**OBJETIVO DO EXERCÍCIO:** Escale as linhas começando na que contém "[detect] residential building" e terminando na que contém "top-left (14, 114), bottom-right (94, 173)", ambas incluídas: reescreva-as por completo e multiplique por 0,55 somente as coordenadas que vêm depois da seta "->", arredondando para inteiros, com metades para cima. Por favor, mantenha todos os outros números como estão.

**LINHAS DE DADOS:**
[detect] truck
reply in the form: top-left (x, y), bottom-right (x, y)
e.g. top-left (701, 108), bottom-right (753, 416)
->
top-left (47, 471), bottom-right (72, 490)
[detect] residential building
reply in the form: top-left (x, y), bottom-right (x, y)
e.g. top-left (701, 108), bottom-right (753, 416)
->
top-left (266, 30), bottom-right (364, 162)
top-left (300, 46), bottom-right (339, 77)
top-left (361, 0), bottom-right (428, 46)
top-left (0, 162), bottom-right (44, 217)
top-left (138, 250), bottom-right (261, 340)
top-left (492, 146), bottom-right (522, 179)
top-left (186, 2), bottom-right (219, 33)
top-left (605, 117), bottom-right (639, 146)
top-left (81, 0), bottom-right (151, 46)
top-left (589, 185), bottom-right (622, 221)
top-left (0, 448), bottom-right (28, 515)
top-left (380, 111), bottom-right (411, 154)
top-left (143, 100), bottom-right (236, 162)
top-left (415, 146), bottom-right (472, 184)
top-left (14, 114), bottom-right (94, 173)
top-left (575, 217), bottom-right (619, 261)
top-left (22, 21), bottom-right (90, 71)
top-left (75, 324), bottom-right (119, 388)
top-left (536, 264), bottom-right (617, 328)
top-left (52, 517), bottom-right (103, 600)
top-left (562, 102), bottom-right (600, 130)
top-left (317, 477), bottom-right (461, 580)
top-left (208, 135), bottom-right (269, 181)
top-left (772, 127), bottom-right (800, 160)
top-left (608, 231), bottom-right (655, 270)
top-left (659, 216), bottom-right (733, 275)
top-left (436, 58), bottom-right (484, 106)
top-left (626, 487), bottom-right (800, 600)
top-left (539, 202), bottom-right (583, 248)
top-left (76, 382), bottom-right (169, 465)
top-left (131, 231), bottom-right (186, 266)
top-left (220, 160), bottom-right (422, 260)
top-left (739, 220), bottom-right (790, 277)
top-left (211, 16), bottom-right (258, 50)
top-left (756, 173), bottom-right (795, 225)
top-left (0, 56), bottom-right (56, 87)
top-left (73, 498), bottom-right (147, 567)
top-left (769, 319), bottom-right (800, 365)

**RESPOSTA À TAREFA:**
[detect] residential building
reply in the form: top-left (x, y), bottom-right (x, y)
e.g. top-left (701, 108), bottom-right (753, 416)
->
top-left (146, 17), bottom-right (200, 89)
top-left (165, 25), bottom-right (186, 42)
top-left (199, 0), bottom-right (235, 25)
top-left (0, 89), bottom-right (24, 119)
top-left (76, 138), bottom-right (144, 187)
top-left (271, 80), bottom-right (287, 98)
top-left (102, 1), bottom-right (120, 18)
top-left (333, 64), bottom-right (351, 80)
top-left (45, 0), bottom-right (83, 25)
top-left (324, 102), bottom-right (342, 122)
top-left (0, 246), bottom-right (15, 283)
top-left (209, 61), bottom-right (226, 85)
top-left (79, 55), bottom-right (130, 89)
top-left (228, 80), bottom-right (260, 101)
top-left (8, 63), bottom-right (52, 95)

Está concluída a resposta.